(Object location annotation data)
* * * * *
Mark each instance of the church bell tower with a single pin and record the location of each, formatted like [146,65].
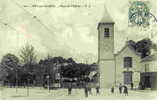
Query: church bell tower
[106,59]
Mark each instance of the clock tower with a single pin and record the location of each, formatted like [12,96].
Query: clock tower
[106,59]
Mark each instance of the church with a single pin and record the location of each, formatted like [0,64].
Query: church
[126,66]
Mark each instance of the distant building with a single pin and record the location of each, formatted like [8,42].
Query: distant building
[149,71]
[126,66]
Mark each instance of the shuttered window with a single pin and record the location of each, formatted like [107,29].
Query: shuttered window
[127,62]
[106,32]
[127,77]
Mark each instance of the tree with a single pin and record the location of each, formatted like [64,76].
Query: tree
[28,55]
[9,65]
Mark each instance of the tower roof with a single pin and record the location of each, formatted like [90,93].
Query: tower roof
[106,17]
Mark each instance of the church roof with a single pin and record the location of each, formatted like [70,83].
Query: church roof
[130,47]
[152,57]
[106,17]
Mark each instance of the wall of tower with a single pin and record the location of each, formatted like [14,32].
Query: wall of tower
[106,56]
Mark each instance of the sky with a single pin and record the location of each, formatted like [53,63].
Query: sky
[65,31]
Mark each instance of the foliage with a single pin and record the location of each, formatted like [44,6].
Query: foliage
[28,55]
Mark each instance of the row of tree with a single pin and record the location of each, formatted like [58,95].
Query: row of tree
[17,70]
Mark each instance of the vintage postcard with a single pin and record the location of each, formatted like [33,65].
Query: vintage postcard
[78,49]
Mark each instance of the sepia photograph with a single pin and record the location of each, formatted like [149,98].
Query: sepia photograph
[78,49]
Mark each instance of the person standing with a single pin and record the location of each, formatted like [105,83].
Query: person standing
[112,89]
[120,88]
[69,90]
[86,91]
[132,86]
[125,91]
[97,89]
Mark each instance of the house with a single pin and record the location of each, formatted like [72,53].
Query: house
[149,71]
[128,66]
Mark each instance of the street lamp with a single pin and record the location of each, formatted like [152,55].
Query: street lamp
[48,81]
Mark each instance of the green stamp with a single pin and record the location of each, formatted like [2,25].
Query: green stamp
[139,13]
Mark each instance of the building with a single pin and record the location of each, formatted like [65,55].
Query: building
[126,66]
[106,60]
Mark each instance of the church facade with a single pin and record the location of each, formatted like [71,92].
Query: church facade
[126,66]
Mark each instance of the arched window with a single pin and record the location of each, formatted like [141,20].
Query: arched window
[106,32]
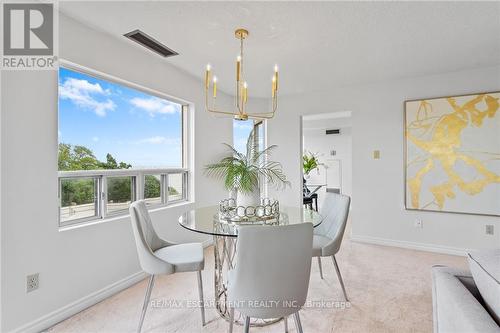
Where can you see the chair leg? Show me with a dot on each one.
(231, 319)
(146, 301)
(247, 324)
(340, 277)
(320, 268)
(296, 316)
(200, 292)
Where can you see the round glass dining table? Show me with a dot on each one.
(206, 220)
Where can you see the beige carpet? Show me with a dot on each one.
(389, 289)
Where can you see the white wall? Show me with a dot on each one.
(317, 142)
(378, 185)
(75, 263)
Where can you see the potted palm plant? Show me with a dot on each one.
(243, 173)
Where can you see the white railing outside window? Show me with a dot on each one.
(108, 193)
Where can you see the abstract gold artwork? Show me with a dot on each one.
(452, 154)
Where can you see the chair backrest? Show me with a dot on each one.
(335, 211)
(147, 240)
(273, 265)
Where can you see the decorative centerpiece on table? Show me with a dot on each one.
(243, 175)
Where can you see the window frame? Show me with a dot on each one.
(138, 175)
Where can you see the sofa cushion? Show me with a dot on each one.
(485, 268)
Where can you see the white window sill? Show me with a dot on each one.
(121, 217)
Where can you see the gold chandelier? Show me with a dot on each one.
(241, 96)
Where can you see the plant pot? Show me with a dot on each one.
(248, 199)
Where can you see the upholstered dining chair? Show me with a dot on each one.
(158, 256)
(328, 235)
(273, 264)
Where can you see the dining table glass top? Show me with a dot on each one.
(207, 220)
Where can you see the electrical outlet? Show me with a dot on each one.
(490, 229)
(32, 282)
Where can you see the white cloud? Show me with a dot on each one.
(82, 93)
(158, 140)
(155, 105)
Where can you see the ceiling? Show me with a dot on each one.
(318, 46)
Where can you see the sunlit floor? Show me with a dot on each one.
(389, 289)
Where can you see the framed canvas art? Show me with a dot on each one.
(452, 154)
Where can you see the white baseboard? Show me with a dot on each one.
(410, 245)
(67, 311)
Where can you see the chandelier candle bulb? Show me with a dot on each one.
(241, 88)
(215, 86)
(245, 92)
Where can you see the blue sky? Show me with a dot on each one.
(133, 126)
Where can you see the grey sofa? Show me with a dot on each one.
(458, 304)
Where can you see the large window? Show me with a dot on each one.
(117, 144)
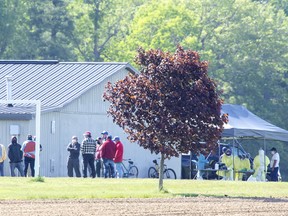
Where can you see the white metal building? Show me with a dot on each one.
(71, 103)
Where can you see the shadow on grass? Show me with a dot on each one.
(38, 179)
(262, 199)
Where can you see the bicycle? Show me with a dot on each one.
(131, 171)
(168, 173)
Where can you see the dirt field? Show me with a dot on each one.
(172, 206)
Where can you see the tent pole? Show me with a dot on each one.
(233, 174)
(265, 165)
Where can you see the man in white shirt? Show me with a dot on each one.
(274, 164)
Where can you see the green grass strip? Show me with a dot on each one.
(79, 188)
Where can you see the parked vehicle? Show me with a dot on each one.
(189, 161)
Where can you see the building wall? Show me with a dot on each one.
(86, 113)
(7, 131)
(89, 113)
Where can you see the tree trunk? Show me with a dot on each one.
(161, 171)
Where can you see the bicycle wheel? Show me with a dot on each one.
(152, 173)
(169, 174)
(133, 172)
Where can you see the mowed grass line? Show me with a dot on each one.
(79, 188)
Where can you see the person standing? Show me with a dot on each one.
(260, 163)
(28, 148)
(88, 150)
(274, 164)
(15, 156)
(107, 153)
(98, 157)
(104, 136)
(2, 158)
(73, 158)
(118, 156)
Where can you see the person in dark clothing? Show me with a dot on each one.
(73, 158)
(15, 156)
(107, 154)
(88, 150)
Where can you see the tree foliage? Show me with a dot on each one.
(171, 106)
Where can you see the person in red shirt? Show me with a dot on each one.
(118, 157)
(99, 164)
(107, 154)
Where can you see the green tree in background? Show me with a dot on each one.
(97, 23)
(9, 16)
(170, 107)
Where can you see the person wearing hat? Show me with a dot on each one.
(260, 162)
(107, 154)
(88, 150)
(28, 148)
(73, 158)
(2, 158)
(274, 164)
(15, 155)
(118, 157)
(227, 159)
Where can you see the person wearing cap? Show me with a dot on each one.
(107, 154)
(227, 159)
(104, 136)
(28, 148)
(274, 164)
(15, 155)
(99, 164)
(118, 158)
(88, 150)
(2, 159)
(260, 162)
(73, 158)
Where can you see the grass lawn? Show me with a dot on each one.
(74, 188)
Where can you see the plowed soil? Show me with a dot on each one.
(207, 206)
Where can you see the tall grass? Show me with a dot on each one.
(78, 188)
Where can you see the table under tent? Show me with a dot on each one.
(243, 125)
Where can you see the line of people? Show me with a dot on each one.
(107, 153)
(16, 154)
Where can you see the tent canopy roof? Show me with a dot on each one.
* * * * *
Reproduce all of the material above word for word. Omit the pictures.

Mark each instance of the church bell tower with a single pin and record the location of each, formatted like [146,65].
Query: church bell tower
[106,59]
Mark each instance of the clock tower with a single pin and record the location of each, formatted like [12,96].
Query: clock tower
[106,59]
Mark each instance of the church with a single pin and record the location of each, formatted like [0,64].
Query: church
[126,66]
Mark each instance of the distant building with a single pin and record the location of each, formatted like [8,42].
Query: distant building
[149,71]
[126,66]
Mark each instance of the shuttered window with a single pin and record the location of each, formatted like [107,29].
Query: shuttered window
[127,62]
[106,32]
[127,77]
Mark each instance of the tree with a single pin and record the location of each, formatted like [64,76].
Query: tree
[28,55]
[9,65]
Mark each instance of the tower roof with a single pin and record the location of each, formatted like [90,93].
Query: tower roof
[106,17]
Mark each instance of the church roof with a single pin and record the location of each, formatted like [70,83].
Query: church roof
[130,47]
[152,57]
[106,17]
Mark each instance of the wall of tower with a single pin and record the location of each, formatted like [14,32].
Query: wall of tower
[106,56]
Mark each instance of the sky with a single pin and record the location of each, formatted like [53,63].
Query: sky
[65,31]
Mark each instance of the foliage with a single pin and record the location of each, formatted like [44,6].
Query: foliage
[28,55]
Mark each instance of the row of tree with a single pin and record the location of each, formatted like [58,95].
Query: row of tree
[17,70]
Mark each instance of the vintage postcard with a single pin and record the location of each, formatted like [33,65].
Query: vintage postcard
[78,49]
Mark each instance of the sepia photograph with a single pin and record the location of each, formatted like [149,98].
Query: sepia photograph
[78,49]
Mark each instance of the person standing with a single pin and record the location of each, formatted like [105,83].
Query: person standing
[112,89]
[120,88]
[69,90]
[86,91]
[132,86]
[125,91]
[97,89]
Mark each instance of the house with a single pin and record the location of each, formatted like [72,53].
Query: house
[149,71]
[128,66]
Mark each instance of the street lamp with a single pin and record the location of each, formatted like [152,55].
Query: street lamp
[48,81]
Mark each instance of the green stamp with a single pin and record the location of each, formatted like [2,25].
Query: green stamp
[139,13]
Mark each instance of the building with a single pin and record the location of each, formatted like [65,55].
Query: building
[126,66]
[106,60]
Mark each instance of the church facade with a single pin and record the location of each, formatted like [71,92].
Query: church facade
[126,66]
Mark each instance of the arched window with a single pin and record the location of each, formatted like [141,20].
Query: arched window
[106,32]
Where can you see the chair leg? Show me with a dot on each one.
(231, 319)
(146, 301)
(247, 324)
(340, 277)
(320, 268)
(296, 316)
(200, 292)
Where can you see the round glass dining table? Show me with a dot on each one.
(206, 220)
Where can you see the beige carpet? Show me with a dot on each one.
(389, 289)
Where can you see the white wall? Show me with a dot on each one.
(317, 142)
(378, 185)
(75, 263)
Where can you see the potted palm plant? Show me with a dot on each one.
(243, 173)
Where can you see the white railing outside window? Show me with a dot on each one.
(108, 193)
Where can you see the abstract gold artwork? Show me with a dot on each one.
(452, 154)
Where can you see the chair backrest? Show me with a dot on each one.
(335, 211)
(147, 240)
(273, 265)
Where can you see the decorative centerpiece on table? Show me with a dot on each one.
(243, 175)
Where can you see the window frame? Show me with a dot on each one.
(138, 175)
Where can you see the sofa cushion? Show me with a dot on each one.
(485, 268)
Where can you see the white window sill? Show me with a dot on each one.
(121, 217)
Where can you see the gold chandelier? Show me with a dot on each one.
(241, 96)
Where can you see the plant pot? Show me with a dot on each one.
(248, 199)
Where can you see the upholstered dining chair? Show me with a dot on each one.
(158, 256)
(328, 235)
(273, 264)
Where can you see the dining table glass top? Show me with a dot on each one.
(207, 220)
Where can you see the electrical outlet? Show me with a dot on each one.
(490, 229)
(32, 282)
Where can you see the white cloud? Show me with a dot on each one.
(82, 93)
(158, 140)
(155, 105)
Where can you see the ceiling? Show me with a dot on each one.
(318, 46)
Where can you see the sunlit floor? Show me with a dot on each one.
(389, 289)
Where can you see the framed canvas art? Show me with a dot on each one.
(452, 154)
Where can you see the white baseboard? Show me with a dot on each one.
(410, 245)
(67, 311)
Where can you see the chandelier candle bulb? Show me with a dot on each one.
(241, 88)
(215, 86)
(245, 92)
Where can you see the blue sky? Show me with a dot on each one.
(133, 126)
Where can you see the grey sofa? Show me with a dot on each one.
(458, 304)
Where can you see the large window? Show me with a dot on each one.
(117, 144)
Where can you see the white metal building? Show me with a dot on each one.
(71, 103)
Where can you see the shadow on grass? Show me with a dot on each one.
(38, 179)
(262, 199)
Where can you see the bicycle? Show me with a dot on each one.
(131, 171)
(168, 173)
Where can you see the dirt field? Show me with a dot on each one.
(172, 206)
Where can you see the tent pole? Show me with a dot on each one.
(233, 174)
(265, 165)
Where can you see the man in white shirt? Show me with a dot on each one.
(274, 164)
Where can you see the green grass strip? Show me with a dot on each one.
(79, 188)
Where can you see the parked vehicle? Show me with a dot on each one.
(189, 161)
Where can you see the building wall? Show me with a dot on each one.
(86, 113)
(7, 131)
(89, 113)
Where can you see the tree trunk? Show me with a dot on each one.
(161, 171)
Where can you see the bicycle wheel? Show me with a dot on each one.
(152, 173)
(169, 174)
(133, 172)
Where can you see the mowed grass line? Show me with a dot on each one.
(79, 188)
Where can you see the person standing? Show me with a dot on each one.
(260, 163)
(28, 148)
(88, 150)
(274, 164)
(15, 156)
(107, 153)
(98, 157)
(104, 136)
(2, 158)
(73, 158)
(118, 156)
Where can you see the person in dark clothing? Show me with a dot on each one.
(73, 158)
(15, 156)
(107, 154)
(88, 150)
Where can you see the tree foliage? Show me with a dot on each one.
(171, 106)
Where can you see the person in red shirt? Show me with a dot on each one.
(118, 157)
(99, 164)
(107, 154)
Where can you see the green tree in background? Show me with a dot on each one.
(97, 23)
(9, 16)
(170, 107)
Where can you see the person wearing hat? Show me with a dot on each one.
(260, 162)
(107, 154)
(88, 150)
(28, 148)
(73, 158)
(2, 158)
(274, 164)
(15, 155)
(118, 157)
(227, 159)
Where can you see the person wearing cap? Show me with a dot on each one.
(107, 154)
(227, 159)
(104, 136)
(28, 148)
(274, 164)
(15, 155)
(99, 164)
(118, 158)
(88, 150)
(2, 159)
(260, 162)
(73, 158)
Where can you see the grass lawn? Show me with a dot on each one.
(74, 188)
Where can you see the plowed soil? Show me with a dot on each one.
(207, 206)
Where can you see the tall grass? Show me with a dot on each one.
(78, 188)
Where can you see the table under tent? Show me with a dot on each one.
(243, 125)
Where can you see the line of people? Show me with a dot on each one.
(107, 153)
(16, 154)
Where can you see the tent canopy roof? Show me with a dot on each one.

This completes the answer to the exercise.